───── GIVEN RECORDS
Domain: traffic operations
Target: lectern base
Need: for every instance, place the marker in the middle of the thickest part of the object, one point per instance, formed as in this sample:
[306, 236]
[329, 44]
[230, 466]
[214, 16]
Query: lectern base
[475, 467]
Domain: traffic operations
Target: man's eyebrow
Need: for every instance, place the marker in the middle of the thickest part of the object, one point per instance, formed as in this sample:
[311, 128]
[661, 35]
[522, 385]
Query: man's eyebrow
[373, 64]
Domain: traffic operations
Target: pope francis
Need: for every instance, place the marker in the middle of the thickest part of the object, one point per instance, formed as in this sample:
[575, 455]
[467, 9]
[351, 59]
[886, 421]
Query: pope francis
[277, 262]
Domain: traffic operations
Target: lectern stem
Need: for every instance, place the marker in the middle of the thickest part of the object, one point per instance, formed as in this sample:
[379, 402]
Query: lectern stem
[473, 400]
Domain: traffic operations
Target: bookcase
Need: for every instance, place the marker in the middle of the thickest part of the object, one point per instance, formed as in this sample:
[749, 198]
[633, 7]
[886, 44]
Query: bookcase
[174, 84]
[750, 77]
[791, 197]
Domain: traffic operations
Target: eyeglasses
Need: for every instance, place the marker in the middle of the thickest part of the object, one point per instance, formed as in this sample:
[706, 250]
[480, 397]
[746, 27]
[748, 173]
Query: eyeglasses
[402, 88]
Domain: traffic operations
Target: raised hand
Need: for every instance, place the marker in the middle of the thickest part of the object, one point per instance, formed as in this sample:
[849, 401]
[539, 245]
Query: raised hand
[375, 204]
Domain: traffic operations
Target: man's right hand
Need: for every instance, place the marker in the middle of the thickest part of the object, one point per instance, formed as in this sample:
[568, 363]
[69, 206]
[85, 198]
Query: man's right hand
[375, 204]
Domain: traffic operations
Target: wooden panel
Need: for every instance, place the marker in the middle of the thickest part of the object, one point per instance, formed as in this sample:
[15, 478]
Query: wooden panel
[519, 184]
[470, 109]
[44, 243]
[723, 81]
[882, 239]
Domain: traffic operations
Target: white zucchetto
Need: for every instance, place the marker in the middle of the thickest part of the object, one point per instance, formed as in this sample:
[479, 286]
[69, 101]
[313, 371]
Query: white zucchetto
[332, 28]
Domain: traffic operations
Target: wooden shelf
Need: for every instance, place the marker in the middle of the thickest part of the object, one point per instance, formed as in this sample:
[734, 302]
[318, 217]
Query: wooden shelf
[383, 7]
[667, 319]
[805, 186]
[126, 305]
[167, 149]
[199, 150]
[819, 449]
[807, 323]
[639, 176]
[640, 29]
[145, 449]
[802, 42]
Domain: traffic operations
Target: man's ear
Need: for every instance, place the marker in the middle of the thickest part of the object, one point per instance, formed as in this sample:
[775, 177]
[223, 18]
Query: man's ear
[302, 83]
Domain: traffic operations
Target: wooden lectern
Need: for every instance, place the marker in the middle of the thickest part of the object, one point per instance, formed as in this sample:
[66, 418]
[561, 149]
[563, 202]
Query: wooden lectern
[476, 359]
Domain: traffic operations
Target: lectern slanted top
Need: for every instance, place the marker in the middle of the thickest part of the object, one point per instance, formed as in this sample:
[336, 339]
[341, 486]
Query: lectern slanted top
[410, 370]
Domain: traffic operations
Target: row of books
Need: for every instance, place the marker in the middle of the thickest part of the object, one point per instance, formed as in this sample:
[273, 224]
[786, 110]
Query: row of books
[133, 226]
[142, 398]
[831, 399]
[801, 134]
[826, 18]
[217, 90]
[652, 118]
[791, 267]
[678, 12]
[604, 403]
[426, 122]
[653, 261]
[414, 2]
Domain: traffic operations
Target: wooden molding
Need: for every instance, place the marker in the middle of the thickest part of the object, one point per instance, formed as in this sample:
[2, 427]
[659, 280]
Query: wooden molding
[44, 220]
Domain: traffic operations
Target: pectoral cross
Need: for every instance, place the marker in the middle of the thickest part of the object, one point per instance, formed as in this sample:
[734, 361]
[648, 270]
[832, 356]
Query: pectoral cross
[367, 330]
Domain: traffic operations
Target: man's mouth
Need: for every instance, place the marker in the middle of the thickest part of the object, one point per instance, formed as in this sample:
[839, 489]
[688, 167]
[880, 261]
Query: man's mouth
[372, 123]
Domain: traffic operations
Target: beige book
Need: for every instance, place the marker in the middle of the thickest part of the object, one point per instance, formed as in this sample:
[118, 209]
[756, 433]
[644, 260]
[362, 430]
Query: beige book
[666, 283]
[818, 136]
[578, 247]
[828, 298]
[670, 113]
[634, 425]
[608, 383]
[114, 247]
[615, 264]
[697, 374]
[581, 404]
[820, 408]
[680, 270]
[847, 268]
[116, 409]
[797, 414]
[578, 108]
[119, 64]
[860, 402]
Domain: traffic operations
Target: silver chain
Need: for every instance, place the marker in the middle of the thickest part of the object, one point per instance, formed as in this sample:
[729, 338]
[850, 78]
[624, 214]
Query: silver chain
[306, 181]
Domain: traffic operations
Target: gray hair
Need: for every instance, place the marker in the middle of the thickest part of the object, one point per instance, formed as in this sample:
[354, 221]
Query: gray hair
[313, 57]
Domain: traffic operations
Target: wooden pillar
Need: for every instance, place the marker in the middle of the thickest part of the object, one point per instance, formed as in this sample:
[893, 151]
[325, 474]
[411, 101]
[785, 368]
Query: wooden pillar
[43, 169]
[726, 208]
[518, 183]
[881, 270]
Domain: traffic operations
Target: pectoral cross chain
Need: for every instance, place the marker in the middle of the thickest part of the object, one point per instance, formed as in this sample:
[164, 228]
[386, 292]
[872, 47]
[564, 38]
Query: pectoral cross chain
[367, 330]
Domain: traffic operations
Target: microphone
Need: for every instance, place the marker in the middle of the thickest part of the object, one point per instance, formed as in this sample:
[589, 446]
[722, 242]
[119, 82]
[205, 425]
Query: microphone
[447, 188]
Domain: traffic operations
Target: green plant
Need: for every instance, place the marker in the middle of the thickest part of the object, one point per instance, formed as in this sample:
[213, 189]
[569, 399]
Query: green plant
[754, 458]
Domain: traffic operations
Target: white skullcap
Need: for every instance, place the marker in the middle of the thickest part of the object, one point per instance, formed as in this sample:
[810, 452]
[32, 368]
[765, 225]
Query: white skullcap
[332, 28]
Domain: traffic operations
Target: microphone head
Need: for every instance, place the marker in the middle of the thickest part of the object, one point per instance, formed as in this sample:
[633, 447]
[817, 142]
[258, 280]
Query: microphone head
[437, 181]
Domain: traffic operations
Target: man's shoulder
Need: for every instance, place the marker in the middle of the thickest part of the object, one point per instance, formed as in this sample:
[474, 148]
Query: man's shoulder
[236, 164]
──────────
-- INSTRUCTIONS FOR THE TASK --
Find every line in the data above that contains the string "microphone" and copy each one out in full. Treat uppercase and lowercase as different.

-- SOLUTION BELOW --
Target: microphone
Query: microphone
Target: microphone head
Query: microphone head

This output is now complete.